ASSIGNED TASK: The answer must be every line of the records below that contains the word "dark".

[DATA SHOWN Boundary: Start]

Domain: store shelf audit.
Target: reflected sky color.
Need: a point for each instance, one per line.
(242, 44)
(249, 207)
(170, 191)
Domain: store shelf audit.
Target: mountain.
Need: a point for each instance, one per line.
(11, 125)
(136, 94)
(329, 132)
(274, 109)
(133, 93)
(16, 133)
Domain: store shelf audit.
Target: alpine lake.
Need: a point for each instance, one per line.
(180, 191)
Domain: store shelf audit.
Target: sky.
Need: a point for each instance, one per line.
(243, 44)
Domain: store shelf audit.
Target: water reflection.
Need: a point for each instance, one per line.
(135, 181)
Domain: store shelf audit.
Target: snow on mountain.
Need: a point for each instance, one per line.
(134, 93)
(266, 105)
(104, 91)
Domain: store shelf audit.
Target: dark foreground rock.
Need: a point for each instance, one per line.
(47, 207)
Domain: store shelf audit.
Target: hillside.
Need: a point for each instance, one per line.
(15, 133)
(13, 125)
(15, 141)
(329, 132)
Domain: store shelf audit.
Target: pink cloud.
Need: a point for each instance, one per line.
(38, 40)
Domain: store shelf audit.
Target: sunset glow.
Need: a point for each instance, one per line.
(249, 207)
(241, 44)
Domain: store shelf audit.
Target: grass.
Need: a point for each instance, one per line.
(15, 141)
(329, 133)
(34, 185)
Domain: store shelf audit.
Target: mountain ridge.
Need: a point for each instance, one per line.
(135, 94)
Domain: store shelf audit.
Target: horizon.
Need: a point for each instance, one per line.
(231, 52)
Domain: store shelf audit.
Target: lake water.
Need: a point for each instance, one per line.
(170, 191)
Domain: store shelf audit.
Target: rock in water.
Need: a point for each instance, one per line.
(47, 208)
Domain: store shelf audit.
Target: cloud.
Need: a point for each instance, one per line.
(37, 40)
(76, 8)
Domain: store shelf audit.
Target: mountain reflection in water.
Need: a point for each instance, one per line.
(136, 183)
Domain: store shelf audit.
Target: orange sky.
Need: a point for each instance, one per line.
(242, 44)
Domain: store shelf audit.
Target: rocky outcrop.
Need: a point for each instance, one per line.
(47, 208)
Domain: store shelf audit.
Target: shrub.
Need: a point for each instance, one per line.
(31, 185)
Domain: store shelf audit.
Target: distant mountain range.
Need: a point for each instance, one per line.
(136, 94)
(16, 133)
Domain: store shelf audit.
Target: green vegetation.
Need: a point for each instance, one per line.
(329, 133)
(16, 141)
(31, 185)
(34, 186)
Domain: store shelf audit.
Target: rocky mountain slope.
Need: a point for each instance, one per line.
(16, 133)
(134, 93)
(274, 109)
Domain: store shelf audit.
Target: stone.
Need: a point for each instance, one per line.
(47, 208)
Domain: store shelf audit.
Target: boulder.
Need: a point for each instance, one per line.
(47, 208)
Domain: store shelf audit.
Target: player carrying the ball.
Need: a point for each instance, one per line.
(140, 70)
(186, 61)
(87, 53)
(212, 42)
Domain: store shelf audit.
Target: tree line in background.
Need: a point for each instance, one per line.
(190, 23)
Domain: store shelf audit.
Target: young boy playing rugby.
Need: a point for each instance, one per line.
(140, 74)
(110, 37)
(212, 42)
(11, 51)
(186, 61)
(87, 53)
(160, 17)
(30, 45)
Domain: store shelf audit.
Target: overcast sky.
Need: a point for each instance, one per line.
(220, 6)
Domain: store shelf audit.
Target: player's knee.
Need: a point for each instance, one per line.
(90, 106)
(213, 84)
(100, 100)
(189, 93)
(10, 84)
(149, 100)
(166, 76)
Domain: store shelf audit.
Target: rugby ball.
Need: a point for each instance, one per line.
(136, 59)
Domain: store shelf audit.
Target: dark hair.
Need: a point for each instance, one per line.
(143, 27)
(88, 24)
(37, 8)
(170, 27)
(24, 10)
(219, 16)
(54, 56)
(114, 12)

[DATA SHOWN Boundary: End]

TASK ANSWER:
Target: dark foreground rock.
Target: dark hair.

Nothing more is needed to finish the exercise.